--- START ---
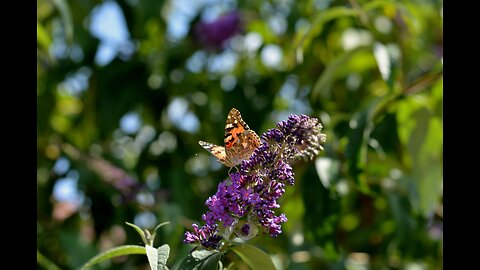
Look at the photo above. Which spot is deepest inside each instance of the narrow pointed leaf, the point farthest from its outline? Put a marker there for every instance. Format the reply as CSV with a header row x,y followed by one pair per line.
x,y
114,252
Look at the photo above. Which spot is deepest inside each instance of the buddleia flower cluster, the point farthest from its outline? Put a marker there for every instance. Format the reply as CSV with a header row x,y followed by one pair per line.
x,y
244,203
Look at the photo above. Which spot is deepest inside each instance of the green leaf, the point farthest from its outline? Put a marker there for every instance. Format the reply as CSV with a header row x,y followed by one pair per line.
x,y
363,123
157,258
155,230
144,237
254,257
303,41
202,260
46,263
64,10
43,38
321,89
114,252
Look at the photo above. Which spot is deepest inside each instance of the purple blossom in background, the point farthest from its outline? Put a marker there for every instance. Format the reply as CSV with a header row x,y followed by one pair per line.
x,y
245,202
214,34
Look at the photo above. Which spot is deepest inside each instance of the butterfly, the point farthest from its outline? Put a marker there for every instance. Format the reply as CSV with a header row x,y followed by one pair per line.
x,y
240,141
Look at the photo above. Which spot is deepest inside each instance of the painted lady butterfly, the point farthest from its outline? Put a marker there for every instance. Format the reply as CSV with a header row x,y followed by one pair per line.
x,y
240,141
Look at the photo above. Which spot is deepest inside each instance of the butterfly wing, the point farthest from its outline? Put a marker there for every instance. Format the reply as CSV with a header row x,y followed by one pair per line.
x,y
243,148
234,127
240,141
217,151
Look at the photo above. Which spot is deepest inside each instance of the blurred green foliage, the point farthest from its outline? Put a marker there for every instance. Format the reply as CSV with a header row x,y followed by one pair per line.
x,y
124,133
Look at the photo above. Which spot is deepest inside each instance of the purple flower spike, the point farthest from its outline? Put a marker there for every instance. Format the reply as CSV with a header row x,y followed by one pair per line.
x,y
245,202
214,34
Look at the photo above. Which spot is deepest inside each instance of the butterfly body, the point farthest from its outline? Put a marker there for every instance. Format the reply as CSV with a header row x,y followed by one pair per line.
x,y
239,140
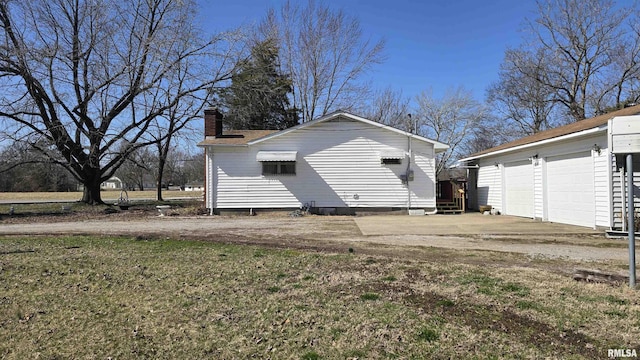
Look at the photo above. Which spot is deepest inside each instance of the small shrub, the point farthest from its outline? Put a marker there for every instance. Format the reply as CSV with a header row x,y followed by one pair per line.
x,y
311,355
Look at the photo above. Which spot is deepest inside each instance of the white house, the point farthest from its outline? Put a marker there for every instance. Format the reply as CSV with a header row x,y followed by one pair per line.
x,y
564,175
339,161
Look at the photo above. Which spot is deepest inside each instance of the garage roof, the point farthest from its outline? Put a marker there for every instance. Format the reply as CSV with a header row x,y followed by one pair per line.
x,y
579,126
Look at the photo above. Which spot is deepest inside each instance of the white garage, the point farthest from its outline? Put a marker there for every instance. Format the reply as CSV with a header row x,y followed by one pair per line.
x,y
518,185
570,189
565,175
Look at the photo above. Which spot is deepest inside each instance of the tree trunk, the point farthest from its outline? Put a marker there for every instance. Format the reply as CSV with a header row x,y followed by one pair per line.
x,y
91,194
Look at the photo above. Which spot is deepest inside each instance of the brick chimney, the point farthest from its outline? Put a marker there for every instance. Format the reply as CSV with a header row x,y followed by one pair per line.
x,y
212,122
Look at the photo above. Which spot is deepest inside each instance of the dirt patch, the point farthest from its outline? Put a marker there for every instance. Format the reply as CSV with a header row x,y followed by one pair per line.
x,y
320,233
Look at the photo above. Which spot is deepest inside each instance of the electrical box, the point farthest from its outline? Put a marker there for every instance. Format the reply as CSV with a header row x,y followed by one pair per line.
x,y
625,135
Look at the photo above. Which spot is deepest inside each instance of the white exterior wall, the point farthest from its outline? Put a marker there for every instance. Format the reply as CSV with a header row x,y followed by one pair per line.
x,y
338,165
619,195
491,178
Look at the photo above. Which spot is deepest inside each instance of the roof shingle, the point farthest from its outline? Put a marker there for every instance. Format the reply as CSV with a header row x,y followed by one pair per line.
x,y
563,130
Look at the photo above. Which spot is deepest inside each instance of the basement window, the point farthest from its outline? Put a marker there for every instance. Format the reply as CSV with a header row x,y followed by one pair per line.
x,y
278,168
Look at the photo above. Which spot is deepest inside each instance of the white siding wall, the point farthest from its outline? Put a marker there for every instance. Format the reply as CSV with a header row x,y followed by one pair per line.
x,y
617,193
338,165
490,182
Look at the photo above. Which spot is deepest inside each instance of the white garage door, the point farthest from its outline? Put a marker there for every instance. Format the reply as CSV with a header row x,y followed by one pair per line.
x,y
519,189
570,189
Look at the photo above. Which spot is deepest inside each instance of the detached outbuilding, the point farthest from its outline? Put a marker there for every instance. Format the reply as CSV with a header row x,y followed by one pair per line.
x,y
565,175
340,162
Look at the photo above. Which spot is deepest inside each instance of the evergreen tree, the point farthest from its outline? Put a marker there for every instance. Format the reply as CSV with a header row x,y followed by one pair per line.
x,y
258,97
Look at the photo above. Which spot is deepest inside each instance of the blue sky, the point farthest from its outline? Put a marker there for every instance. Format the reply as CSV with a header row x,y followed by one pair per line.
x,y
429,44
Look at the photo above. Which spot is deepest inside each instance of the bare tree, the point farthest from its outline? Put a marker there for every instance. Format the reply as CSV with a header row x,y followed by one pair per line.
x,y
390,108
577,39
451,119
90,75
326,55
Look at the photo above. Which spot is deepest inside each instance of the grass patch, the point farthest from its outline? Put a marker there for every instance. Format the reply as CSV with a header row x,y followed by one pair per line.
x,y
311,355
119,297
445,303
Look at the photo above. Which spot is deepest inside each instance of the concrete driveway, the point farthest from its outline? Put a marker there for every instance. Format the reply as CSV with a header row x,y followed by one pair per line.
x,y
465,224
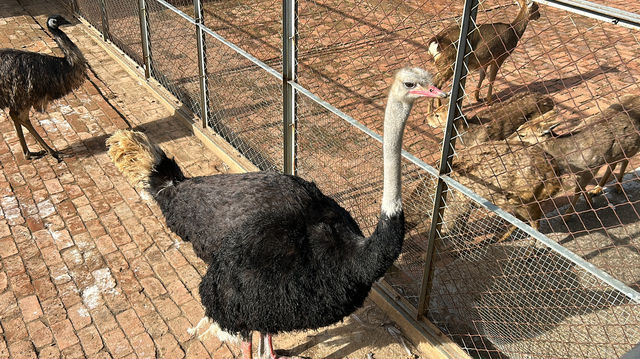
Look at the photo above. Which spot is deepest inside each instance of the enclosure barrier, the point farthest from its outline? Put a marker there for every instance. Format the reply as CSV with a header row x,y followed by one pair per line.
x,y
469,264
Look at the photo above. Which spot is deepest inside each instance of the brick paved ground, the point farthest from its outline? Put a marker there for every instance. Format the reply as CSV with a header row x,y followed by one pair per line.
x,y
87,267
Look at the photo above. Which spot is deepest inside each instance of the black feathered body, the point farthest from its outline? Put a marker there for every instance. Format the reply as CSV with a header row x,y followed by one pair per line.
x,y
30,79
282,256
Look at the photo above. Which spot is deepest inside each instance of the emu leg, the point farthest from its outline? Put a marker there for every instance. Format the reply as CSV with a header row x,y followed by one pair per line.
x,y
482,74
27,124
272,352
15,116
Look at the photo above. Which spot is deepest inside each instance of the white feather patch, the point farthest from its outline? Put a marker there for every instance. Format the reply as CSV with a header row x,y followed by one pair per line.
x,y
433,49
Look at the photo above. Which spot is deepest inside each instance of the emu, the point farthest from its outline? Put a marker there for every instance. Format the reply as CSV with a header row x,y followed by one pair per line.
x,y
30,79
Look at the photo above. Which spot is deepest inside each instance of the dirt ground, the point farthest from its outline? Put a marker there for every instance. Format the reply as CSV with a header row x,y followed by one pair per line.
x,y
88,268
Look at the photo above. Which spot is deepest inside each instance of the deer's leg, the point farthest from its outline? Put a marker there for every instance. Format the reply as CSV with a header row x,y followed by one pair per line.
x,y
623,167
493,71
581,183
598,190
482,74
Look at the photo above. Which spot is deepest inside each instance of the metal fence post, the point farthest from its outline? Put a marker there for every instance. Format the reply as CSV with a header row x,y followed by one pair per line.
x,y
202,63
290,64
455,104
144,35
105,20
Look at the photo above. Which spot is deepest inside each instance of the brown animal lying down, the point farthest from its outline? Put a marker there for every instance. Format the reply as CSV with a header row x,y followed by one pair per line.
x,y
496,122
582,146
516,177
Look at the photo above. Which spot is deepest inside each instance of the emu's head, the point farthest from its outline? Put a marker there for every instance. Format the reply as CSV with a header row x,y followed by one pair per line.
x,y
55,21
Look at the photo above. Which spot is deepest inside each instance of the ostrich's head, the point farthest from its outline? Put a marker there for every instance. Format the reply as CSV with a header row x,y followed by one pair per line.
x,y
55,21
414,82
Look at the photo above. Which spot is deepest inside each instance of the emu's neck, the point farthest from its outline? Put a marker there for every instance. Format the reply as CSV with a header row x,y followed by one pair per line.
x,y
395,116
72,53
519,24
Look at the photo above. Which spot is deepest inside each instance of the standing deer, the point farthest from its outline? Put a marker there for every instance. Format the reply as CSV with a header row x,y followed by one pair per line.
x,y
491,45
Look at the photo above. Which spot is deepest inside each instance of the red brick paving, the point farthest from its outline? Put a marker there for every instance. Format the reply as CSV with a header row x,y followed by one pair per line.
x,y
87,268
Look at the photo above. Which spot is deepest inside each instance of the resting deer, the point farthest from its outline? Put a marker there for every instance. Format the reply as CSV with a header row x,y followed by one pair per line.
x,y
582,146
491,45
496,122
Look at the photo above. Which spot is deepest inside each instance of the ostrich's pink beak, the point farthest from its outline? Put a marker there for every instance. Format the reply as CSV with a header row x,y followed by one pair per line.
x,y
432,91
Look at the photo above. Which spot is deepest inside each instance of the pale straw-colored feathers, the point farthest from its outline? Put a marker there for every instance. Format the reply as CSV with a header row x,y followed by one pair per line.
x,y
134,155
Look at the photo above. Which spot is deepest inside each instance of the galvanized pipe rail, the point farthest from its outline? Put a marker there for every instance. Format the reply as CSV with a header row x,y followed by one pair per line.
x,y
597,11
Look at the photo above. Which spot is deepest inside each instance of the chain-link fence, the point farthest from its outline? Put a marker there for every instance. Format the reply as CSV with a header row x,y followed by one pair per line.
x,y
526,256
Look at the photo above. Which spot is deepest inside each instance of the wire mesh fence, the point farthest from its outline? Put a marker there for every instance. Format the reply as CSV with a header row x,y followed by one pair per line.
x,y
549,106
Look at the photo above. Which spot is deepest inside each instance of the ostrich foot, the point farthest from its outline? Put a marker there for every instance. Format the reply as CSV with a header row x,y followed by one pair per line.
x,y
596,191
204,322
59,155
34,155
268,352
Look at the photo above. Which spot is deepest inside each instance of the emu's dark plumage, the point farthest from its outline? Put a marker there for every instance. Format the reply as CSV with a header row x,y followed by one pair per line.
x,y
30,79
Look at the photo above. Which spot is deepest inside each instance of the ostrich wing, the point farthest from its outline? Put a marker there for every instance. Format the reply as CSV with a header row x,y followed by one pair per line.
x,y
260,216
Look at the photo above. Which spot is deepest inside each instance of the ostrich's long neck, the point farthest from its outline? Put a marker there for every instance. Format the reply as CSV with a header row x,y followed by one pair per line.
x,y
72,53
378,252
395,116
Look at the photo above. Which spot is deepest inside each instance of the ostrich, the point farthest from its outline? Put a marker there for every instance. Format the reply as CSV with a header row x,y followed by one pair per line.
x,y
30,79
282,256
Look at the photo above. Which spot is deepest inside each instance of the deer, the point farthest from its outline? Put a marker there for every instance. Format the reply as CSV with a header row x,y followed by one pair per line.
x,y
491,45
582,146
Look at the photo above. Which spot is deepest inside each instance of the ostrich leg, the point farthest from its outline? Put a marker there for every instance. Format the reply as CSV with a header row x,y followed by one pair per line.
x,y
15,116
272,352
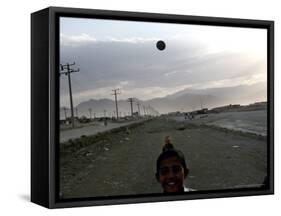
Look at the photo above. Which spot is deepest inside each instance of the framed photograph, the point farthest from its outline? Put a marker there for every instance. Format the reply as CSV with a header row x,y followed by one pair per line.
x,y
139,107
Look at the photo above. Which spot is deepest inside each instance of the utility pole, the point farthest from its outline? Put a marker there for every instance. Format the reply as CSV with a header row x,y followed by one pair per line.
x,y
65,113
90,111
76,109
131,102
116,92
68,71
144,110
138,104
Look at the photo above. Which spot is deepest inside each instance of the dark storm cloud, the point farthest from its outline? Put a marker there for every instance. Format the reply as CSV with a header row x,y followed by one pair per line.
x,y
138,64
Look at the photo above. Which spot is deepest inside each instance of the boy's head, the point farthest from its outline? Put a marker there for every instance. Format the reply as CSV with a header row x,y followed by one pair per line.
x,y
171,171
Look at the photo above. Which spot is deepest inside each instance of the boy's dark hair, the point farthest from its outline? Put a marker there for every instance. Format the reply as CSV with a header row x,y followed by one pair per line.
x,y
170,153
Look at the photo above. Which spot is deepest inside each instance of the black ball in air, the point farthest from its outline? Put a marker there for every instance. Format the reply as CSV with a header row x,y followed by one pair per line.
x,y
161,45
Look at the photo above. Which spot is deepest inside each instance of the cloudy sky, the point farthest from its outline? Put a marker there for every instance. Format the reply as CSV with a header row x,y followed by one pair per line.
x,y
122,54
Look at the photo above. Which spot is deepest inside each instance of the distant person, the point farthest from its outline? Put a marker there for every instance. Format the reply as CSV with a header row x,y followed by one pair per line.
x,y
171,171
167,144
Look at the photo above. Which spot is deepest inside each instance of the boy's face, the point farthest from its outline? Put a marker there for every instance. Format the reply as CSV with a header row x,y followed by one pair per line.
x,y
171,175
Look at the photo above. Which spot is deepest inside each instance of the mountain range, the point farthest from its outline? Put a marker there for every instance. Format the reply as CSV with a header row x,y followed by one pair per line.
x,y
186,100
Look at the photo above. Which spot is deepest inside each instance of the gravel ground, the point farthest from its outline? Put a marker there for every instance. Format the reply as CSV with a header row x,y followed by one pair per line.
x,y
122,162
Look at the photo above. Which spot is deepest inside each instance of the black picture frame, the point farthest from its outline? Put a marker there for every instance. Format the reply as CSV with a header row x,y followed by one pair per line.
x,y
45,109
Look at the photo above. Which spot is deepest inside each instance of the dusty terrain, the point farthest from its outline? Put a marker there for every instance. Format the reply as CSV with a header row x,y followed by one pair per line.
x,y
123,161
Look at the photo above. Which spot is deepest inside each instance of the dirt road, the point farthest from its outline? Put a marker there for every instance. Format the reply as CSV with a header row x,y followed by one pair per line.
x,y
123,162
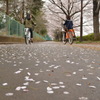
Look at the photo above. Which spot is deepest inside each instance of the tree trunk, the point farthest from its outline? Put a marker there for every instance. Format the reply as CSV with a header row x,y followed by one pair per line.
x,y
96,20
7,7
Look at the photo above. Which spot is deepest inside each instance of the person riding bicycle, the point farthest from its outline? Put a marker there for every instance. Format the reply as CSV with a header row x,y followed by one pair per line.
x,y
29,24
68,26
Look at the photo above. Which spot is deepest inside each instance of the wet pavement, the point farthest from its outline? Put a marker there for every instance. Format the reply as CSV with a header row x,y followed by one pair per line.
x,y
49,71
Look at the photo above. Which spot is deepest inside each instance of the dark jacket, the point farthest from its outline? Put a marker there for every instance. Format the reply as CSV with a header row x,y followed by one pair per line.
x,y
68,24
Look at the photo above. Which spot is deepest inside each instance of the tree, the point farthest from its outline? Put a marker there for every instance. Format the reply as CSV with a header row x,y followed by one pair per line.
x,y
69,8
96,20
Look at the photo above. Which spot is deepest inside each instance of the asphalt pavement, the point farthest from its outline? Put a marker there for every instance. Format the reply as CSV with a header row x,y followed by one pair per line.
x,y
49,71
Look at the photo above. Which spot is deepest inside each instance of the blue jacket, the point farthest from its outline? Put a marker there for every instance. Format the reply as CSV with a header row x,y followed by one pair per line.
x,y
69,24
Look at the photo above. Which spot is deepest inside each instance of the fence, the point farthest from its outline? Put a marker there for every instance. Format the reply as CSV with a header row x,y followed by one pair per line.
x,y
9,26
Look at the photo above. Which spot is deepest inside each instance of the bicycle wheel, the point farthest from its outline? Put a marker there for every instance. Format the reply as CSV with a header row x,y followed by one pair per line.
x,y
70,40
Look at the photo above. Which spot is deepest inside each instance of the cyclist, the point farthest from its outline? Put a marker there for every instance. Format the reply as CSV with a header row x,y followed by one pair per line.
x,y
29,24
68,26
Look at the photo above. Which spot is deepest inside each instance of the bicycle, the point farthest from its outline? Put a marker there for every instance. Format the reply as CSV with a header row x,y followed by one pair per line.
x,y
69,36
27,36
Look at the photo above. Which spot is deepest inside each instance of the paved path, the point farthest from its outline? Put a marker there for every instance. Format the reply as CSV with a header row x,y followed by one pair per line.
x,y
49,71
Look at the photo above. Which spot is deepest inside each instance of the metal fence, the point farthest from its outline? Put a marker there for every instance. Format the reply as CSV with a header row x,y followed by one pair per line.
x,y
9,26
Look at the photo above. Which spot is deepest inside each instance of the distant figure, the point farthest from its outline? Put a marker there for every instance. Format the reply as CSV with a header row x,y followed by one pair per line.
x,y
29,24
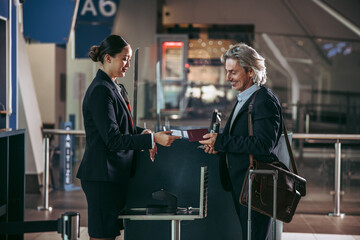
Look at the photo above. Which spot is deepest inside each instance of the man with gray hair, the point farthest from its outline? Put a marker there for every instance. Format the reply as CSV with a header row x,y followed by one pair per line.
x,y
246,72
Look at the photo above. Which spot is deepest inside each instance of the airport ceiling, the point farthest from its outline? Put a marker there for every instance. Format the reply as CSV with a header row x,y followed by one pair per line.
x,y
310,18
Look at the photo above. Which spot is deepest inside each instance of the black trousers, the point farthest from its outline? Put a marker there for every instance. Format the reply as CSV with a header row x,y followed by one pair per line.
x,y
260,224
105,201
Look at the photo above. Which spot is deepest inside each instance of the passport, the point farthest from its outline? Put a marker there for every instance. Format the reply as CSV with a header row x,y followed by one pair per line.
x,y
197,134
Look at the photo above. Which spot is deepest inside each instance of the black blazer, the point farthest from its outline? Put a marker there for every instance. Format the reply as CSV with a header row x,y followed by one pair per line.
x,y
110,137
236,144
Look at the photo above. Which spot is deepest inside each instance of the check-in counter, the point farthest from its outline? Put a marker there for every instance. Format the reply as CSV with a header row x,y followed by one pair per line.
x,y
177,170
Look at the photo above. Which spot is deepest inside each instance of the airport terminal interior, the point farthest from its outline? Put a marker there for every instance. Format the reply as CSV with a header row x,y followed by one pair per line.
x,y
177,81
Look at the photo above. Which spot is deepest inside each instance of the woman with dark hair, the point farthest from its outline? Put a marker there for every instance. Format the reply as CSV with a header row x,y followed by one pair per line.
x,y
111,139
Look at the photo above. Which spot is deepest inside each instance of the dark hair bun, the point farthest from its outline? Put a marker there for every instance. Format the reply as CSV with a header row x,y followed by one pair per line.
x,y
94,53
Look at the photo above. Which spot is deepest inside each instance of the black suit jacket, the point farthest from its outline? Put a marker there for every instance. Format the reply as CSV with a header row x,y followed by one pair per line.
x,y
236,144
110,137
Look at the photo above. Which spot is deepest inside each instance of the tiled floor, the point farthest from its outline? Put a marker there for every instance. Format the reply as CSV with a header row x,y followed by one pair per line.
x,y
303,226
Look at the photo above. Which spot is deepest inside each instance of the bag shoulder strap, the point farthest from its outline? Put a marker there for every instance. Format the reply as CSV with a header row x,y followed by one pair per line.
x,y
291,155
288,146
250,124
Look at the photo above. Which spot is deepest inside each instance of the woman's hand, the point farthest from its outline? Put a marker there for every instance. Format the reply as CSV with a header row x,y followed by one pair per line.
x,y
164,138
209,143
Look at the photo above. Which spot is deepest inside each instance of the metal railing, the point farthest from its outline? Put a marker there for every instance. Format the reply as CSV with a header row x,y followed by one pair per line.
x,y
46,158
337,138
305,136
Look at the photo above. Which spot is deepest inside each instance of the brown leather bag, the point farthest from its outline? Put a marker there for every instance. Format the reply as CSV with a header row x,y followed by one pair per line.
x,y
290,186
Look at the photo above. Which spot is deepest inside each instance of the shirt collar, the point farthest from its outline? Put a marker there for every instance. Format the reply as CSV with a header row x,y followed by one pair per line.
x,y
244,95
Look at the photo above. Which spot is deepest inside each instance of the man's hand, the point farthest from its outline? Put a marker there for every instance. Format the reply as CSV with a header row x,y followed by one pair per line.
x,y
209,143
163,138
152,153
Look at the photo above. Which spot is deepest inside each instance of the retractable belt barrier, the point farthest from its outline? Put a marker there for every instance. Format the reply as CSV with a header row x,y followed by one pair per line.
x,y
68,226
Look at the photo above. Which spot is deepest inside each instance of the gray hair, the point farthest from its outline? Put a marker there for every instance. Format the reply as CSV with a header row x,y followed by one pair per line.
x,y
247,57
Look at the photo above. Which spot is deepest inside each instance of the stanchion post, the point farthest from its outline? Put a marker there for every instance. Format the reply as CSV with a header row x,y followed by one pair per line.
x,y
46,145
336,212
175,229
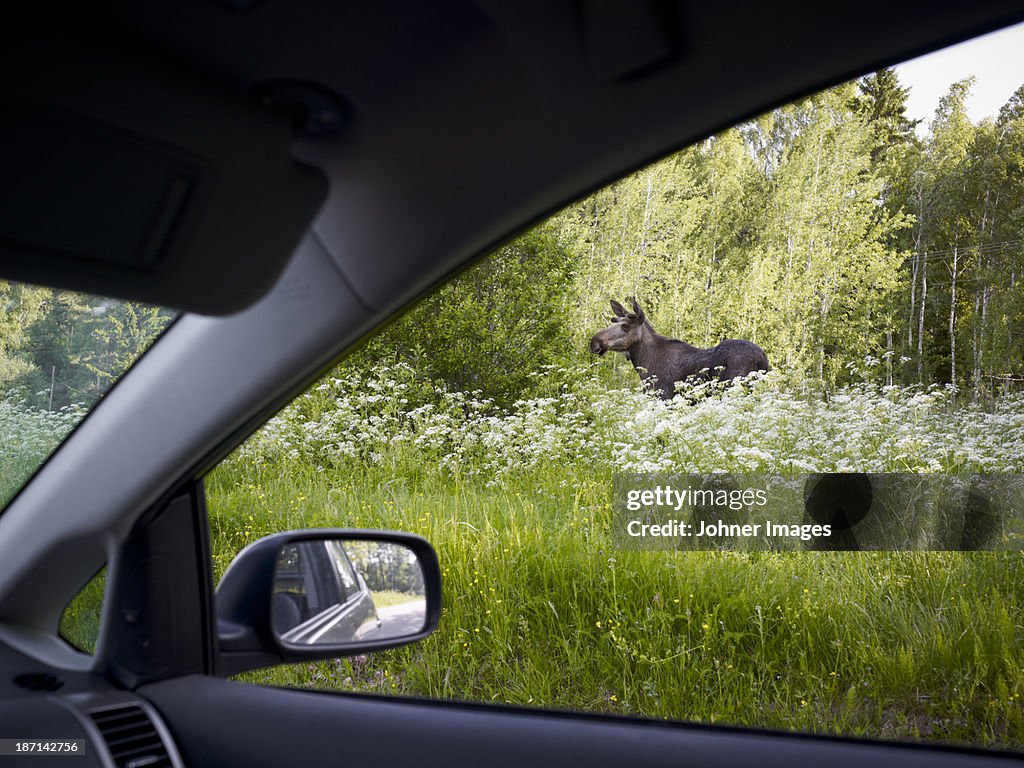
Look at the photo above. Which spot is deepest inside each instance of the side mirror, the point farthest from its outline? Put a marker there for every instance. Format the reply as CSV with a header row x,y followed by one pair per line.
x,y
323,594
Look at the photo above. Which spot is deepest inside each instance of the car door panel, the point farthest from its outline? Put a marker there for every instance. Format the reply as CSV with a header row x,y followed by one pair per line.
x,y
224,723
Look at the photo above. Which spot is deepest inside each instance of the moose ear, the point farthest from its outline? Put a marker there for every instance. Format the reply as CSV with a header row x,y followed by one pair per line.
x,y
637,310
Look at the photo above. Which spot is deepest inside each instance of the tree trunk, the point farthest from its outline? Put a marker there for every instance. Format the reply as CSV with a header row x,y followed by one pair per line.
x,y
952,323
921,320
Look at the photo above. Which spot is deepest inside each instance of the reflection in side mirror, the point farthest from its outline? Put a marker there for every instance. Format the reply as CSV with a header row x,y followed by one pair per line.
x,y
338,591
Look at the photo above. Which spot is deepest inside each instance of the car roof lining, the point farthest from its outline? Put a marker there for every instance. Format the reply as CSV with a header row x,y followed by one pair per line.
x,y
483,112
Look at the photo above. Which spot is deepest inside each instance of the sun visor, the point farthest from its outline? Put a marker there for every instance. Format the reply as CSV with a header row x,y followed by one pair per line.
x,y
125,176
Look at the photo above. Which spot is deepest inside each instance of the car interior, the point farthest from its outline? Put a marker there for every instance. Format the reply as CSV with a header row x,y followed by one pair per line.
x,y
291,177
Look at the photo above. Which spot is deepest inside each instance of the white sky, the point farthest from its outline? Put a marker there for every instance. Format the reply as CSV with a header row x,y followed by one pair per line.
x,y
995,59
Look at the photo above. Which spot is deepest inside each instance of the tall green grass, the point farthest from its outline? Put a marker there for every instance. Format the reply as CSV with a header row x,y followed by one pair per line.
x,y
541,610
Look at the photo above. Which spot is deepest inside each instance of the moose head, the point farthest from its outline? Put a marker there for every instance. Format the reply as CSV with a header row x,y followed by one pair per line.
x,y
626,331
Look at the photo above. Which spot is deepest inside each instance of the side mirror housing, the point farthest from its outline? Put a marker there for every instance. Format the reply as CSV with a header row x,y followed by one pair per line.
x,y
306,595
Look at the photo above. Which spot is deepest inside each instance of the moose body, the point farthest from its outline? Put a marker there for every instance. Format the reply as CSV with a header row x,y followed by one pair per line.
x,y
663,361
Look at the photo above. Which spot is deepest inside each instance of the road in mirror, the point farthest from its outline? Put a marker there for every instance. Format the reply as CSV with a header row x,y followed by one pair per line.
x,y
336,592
--- END ---
**Given instruction**. Repeat the lines from the one containing "of the tall" through the end of the listing, exactly and without any other lines; both ends are included.

**Solution to this problem**.
Look at the photo above. Which spot is deepest inside each instance of the tall green grass, the point farthest from its outline? Put a marker there for every instance. Format the reply as CSV with a header row x,y followed by one pair per line.
x,y
541,610
Look at the photo above. Which spot is deepest inside each instance of the moose head, the point farthest from its outline? Put a marker there for every instance. Format the reply as CSV with a header row x,y followed by one pair per line.
x,y
626,331
Look at the photo above. Which spot is deepest inside each instance of the side mirror housing, the point farthest from its outline? Put a marker there for every instance. Format the reply as CSV with a header row x,y followed by one pair per line.
x,y
306,595
Look at the photo above. Which spot is deepest inside each instance of the moose body, the point farthest from its outline? Put a marker there for every instance. Format the reply as CSV with a header row x,y followed by one pair per line.
x,y
663,361
Look at the photo above. Which spot is deepest inside each instance of the road in mirror, the point farthest from its outline? Put a marker there for every instance. Format the reply as CSV with a header row x,y followed by one pair per line.
x,y
336,592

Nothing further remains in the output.